__WHAT THE EXERCISE ASKS__: All lines from the line containing "Return an outline for every instance of the gold" up to and including the last line of the listing below should be echoed exactly; no other lines belong in the response.

__DATA EXTRACT__:

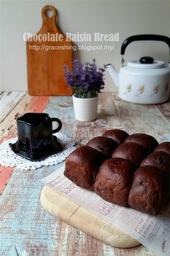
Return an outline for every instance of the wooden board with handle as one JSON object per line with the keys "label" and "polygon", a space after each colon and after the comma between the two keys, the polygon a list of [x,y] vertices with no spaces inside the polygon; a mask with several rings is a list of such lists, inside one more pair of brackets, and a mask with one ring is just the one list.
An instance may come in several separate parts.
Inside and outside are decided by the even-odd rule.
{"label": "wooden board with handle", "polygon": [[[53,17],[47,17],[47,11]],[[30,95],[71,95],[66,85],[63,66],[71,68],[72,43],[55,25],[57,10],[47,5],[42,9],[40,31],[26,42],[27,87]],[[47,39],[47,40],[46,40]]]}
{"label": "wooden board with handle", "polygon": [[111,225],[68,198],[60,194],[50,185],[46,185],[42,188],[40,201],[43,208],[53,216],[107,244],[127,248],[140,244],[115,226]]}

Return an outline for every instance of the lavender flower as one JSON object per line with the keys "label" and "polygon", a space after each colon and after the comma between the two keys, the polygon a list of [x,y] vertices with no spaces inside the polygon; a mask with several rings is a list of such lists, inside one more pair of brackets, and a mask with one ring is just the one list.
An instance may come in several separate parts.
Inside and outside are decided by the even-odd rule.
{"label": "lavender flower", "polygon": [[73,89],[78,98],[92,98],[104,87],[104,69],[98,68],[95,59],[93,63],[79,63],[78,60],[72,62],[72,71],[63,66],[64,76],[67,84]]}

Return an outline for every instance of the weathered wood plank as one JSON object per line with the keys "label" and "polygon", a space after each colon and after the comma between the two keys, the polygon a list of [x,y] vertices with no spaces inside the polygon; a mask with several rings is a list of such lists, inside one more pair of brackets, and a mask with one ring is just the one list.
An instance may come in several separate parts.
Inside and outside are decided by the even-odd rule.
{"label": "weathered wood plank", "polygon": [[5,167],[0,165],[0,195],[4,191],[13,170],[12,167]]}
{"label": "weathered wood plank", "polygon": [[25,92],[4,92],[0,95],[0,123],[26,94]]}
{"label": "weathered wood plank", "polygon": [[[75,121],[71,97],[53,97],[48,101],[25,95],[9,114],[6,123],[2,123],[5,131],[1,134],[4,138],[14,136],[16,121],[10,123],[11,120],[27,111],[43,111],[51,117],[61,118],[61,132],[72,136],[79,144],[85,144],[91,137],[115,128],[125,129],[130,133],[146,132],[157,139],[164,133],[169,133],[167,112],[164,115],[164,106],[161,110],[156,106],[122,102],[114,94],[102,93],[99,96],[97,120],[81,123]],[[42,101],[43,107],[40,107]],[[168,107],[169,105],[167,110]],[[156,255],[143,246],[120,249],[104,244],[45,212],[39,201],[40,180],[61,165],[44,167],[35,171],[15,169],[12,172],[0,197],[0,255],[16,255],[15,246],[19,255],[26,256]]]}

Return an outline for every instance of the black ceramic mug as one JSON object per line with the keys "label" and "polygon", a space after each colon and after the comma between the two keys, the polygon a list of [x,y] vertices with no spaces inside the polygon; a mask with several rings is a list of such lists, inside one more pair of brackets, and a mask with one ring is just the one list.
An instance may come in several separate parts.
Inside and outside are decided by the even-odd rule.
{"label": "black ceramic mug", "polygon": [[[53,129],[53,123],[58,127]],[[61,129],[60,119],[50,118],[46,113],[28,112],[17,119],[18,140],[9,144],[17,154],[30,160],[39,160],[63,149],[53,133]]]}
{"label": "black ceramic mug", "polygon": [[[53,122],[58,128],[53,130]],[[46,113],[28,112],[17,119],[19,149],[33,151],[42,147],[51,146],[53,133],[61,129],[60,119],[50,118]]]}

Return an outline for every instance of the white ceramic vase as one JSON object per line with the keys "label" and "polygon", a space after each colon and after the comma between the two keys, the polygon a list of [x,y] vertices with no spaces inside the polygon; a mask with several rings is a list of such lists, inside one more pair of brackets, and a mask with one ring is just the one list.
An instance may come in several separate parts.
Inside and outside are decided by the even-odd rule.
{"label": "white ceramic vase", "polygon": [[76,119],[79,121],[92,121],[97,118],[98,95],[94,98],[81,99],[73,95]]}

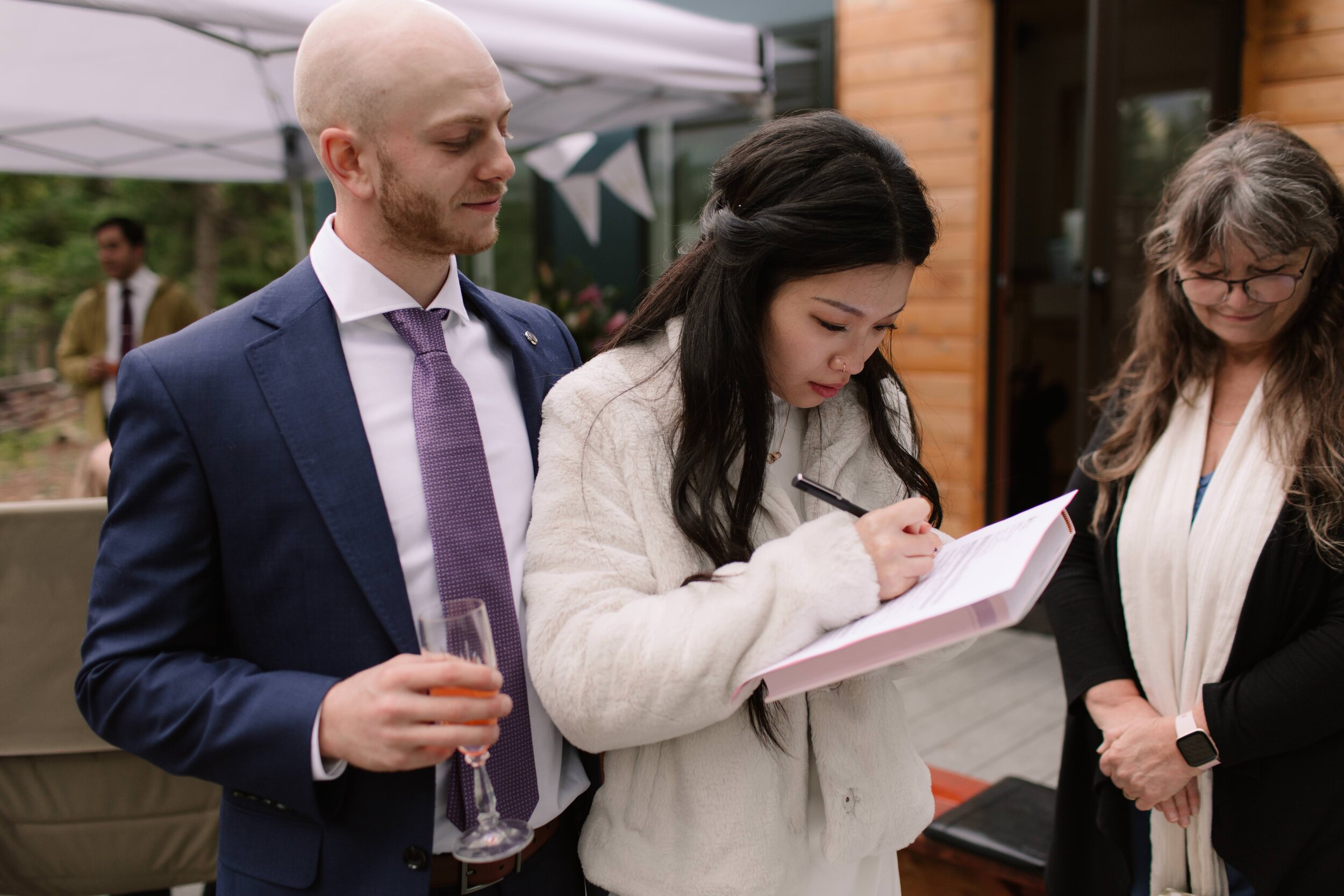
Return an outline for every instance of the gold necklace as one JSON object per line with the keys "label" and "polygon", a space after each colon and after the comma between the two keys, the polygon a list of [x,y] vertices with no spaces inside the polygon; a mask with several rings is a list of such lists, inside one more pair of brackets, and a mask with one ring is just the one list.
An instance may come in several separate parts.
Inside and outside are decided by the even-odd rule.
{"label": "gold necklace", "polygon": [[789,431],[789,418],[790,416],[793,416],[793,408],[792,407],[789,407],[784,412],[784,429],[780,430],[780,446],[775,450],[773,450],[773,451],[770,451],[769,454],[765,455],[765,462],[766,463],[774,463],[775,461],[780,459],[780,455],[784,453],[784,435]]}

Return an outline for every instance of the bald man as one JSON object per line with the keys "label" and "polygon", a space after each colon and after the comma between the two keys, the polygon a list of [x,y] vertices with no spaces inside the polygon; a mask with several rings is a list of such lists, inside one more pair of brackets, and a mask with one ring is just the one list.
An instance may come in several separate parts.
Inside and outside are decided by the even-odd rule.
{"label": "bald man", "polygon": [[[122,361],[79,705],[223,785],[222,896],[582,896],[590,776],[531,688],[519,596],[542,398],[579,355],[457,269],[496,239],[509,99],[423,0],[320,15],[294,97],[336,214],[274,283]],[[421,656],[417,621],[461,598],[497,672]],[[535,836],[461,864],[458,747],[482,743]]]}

__RESULT__:
Return an outline for every instance of the gold necklace as one JSON object per line with the keys "label" and "polygon", a space after each colon and after the comma between the two keys, the polygon a list of [x,y] vertices with no spaces inside the polygon; a mask with several rings is a list of such lists, inside one more pair of brackets, and a mask with one ring is just the one list.
An instance may come in several separate parts.
Inside and outside are decided by the even-odd rule.
{"label": "gold necklace", "polygon": [[789,431],[789,418],[790,416],[793,416],[793,408],[792,407],[789,407],[784,412],[784,429],[780,430],[780,446],[775,450],[773,450],[773,451],[770,451],[769,454],[765,455],[765,462],[766,463],[774,463],[775,461],[780,459],[780,455],[784,453],[784,435]]}

Return an outline for every instance of the bald man as one JSON object per line with the keys "label" and "polygon", a space after each colon and after the comma between the two keys, the polygon a list of [x,y] vertices with no spaces inside the polygon; a mask with several rings is a list of such lists, inside one more pair of brackets, and a mask with one ring is just the one list.
An instance may come in several separate parts.
Inside and outside are decided by the even-odd rule.
{"label": "bald man", "polygon": [[[122,361],[79,705],[223,785],[222,896],[582,896],[590,776],[531,688],[519,596],[542,398],[579,355],[457,269],[496,239],[509,99],[423,0],[320,15],[294,97],[336,214],[274,283]],[[421,656],[417,621],[461,598],[497,672]],[[535,836],[461,864],[458,747],[482,743]]]}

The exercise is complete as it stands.